[Dataset entries]
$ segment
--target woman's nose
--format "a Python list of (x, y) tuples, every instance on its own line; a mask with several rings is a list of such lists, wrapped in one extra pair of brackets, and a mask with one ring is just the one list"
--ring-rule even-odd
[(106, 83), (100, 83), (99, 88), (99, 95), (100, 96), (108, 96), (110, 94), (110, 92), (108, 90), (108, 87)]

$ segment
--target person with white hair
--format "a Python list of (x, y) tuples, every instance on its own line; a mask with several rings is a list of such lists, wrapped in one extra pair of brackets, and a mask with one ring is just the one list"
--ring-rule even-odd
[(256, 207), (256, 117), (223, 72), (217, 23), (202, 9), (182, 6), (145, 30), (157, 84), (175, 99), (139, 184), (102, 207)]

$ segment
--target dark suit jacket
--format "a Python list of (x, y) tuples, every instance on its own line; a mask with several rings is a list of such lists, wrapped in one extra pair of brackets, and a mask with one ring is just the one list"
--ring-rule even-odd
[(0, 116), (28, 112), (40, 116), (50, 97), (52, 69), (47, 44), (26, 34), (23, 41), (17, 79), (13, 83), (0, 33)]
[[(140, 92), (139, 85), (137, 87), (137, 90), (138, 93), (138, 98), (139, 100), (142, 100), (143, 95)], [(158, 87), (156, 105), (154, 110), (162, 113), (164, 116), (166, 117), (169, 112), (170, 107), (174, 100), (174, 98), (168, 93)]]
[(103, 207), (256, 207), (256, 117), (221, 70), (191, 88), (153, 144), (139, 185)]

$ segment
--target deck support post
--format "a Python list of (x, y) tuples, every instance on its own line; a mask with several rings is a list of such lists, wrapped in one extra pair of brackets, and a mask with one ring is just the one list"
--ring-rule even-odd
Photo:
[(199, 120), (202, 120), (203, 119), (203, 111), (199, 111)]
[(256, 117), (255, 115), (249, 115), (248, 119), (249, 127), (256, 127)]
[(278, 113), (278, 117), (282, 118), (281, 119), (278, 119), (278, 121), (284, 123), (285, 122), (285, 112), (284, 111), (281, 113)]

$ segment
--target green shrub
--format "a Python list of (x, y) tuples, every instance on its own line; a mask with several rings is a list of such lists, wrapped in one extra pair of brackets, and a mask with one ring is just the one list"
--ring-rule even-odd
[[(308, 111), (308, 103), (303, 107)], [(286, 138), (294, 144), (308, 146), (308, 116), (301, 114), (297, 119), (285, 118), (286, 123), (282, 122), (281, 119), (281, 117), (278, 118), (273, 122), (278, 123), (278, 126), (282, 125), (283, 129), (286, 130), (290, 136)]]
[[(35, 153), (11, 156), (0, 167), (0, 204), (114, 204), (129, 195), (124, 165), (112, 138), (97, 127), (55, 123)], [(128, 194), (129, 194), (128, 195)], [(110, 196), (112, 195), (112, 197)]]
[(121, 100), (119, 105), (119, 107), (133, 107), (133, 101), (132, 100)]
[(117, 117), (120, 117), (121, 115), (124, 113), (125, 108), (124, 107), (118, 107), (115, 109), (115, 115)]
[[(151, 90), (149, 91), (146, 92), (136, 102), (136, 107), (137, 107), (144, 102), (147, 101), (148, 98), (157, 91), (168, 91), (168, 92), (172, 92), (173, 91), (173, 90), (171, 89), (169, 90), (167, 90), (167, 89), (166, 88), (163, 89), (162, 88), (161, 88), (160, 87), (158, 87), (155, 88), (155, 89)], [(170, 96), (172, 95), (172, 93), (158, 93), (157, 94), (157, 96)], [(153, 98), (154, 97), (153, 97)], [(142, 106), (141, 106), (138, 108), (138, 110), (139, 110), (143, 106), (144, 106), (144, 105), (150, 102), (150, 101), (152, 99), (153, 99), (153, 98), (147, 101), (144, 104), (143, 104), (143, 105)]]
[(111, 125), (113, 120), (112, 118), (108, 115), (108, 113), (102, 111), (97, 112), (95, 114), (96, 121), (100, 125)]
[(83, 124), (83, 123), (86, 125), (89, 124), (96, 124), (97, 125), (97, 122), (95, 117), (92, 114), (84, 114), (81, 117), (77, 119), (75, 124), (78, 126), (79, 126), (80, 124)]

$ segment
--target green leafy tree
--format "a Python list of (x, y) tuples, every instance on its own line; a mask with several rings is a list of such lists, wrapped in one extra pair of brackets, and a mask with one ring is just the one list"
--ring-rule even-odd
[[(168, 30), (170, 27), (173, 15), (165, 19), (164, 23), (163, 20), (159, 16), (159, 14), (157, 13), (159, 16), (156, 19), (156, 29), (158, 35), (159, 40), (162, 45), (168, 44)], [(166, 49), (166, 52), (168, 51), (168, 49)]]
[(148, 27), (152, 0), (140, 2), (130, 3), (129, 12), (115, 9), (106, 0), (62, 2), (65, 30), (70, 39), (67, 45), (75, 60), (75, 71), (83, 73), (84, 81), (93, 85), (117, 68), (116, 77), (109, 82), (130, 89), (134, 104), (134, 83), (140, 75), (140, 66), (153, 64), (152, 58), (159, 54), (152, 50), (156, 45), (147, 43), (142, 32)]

__What the task asks__:
Rewrite the stretch from the start of the records through the line containing "184), (102, 207)]", substituting "gray hair" for "white hair" and changing nothing else.

__Finished task__:
$ segment
--target woman's nose
--format "a Python list of (x, y) tuples, every instance on its own line; a mask with several rings is a list of such lists, wrapped in one extra pair of brackets, and a mask with one ring is just the one list"
--ring-rule even-odd
[(106, 83), (100, 83), (99, 88), (99, 95), (100, 96), (108, 96), (110, 94), (110, 92), (108, 90), (108, 87)]

$ segment
--target person with gray hair
--format "a Python list of (x, y) tuples, every instance on its own line; a mask with several rings is a list of such lists, wrapped in one extra pair of brackets, and a mask with one ring is just the one list"
--ring-rule even-odd
[(256, 207), (256, 117), (223, 72), (217, 23), (202, 9), (182, 6), (145, 30), (157, 84), (175, 99), (139, 184), (102, 207)]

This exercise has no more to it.